### Textauszug
__________
Paweł Zarychta empfiehlt
Stern 111

Lutz Seiler, Stern 111 © 2020, Suhrkamp Verlag, Berlin Man möchte denken, dass 30 Jahre nach der deutschen Wiedervereinigung schon alles über diese Zeit des großen Umbruchs gesagt und das Thema in der Literatur längst verhallt ist. Dass dies alles andere als wahr ist, beweist Stern 111, der neueste Roman von Lutz Seiler. Auf über 500 Seiten entspinnt er eine vielgliedrige Erzählung über die Geschicke der aus dem ostdeutschen Gera stammenden Familie Bischoff. Wir begegnen ihr zur Zeit des Mauerfalls und der Öffnung der innerdeutschen Grenze, als Carl, die Hauptfigur, seine Eltern an einen der Grenzübergange zur Bundesrepublik bringt, während er selbst für den Fall eines möglichen Scheiterns ihrer Pläne im heimatlichen Thüringen bleiben soll. Die Eltern – Inge und Walter – versuchen in der neuen kapitalistischen Wirklichkeit zurechtzukommen, nehmen verschiedene Gelegenheitsjobs an, um schließlich, geleitet von einem Jugendtraum und -geheimnis, in die USA auszuwandern.
__________
### Aufgabenstellung
1. Prüfen Sie, ob die folgenden Aussagen mit der Buchempfehlung übereinstimmen, und belegen Sie jede Antwort (ja oder nein) mit einem wörtlichen Zitat:
(a) Der Roman umfasst mehr als 500 Seiten.
(b) Carl geht zusammen mit seinen Eltern in die Bundesrepublik.
(c) Die Familie Bischoff stammt aus Gera.
2. Beantworten Sie anhand der Buchempfehlung kurz die folgenden Fragen:
(a) Wie heißen Carls Eltern?
(b) In welches Land wandern die Eltern schließlich aus?
(c) In welchem Verlag ist der Roman erschienen?
3. Erklären Sie mithilfe der Buchempfehlung, warum Carl im heimatlichen Thüringen bleiben soll, während er seine Eltern an die Grenze bringt.

### Vorliegende Zeilen
__________
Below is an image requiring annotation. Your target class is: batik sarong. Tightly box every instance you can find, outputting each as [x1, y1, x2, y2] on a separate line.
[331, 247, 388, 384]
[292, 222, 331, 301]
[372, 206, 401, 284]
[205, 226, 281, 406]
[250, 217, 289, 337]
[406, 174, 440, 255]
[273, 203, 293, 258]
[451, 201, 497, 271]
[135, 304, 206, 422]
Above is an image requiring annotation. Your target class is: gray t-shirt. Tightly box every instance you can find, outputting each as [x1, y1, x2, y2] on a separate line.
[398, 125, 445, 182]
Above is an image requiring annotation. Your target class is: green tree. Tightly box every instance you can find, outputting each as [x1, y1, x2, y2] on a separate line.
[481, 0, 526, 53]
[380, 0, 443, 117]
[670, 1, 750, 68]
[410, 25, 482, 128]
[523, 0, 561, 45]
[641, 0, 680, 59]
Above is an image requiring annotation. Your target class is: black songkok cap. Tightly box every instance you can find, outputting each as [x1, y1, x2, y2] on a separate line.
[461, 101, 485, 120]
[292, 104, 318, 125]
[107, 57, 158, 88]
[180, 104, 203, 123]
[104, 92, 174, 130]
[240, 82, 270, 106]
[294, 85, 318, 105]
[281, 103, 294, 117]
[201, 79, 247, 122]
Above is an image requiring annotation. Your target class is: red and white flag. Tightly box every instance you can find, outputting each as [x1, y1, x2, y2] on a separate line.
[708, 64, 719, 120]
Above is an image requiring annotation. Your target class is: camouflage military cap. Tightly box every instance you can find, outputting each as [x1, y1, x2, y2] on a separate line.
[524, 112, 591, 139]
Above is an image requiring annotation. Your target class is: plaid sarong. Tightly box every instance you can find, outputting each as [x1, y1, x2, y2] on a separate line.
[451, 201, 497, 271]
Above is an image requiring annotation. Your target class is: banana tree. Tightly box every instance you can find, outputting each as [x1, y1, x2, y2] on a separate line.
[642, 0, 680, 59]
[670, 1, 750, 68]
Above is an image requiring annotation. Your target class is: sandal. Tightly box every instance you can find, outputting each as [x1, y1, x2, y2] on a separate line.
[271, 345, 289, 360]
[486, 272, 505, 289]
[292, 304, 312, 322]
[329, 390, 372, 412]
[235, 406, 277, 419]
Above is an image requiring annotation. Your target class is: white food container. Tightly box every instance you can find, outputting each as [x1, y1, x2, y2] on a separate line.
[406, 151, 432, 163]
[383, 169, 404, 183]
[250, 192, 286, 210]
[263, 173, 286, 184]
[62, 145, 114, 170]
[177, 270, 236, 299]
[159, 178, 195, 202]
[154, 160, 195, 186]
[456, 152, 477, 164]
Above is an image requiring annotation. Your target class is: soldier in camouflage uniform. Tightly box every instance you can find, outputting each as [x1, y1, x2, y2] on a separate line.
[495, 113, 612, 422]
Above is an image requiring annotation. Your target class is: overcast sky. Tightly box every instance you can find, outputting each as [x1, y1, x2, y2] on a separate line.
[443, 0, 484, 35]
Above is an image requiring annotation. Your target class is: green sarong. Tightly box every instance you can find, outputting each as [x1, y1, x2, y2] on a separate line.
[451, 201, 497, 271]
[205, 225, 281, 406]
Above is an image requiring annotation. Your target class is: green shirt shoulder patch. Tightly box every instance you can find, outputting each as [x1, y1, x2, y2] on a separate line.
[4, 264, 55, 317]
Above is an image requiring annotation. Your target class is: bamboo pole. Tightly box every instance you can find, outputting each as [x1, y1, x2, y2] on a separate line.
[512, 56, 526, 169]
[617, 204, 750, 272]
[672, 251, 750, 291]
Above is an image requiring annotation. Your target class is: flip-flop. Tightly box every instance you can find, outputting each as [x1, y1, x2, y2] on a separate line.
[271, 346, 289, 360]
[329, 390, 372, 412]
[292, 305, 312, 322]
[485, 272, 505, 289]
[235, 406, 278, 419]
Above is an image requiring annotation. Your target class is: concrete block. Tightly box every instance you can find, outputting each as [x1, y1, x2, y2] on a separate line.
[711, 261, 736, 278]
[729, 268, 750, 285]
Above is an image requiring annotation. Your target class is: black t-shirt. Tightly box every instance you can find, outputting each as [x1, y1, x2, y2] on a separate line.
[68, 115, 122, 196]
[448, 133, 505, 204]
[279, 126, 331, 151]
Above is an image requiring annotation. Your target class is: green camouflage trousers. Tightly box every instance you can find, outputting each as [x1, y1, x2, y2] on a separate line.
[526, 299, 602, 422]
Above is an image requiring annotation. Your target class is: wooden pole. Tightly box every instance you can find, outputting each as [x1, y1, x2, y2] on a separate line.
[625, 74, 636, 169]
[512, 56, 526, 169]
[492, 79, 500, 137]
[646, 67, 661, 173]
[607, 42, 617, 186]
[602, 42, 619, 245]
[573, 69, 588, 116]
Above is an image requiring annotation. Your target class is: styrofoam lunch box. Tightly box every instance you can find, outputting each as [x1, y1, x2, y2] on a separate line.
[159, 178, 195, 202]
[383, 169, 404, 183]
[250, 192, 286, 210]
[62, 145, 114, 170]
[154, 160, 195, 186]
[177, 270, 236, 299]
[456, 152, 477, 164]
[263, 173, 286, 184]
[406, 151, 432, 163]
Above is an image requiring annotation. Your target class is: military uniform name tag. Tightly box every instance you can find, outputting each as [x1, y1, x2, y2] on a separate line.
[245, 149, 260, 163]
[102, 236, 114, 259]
__________
### Lösungen
1.
(a) Ja: „Auf über 500 Seiten entspinnt er eine vielgliedrige Erzählung“
(b) Nein: „während er selbst für den Fall eines möglichen Scheiterns ihrer Pläne im heimatlichen Thüringen bleiben soll“
(c) Ja: „der aus dem ostdeutschen Gera stammenden Familie Bischoff“

2.
(a) Inge und Walter.
(b) In die USA.
(c) Im Suhrkamp Verlag, Berlin.

3. Carl soll für den Fall in Thüringen bleiben, dass die Pläne seiner Eltern scheitern.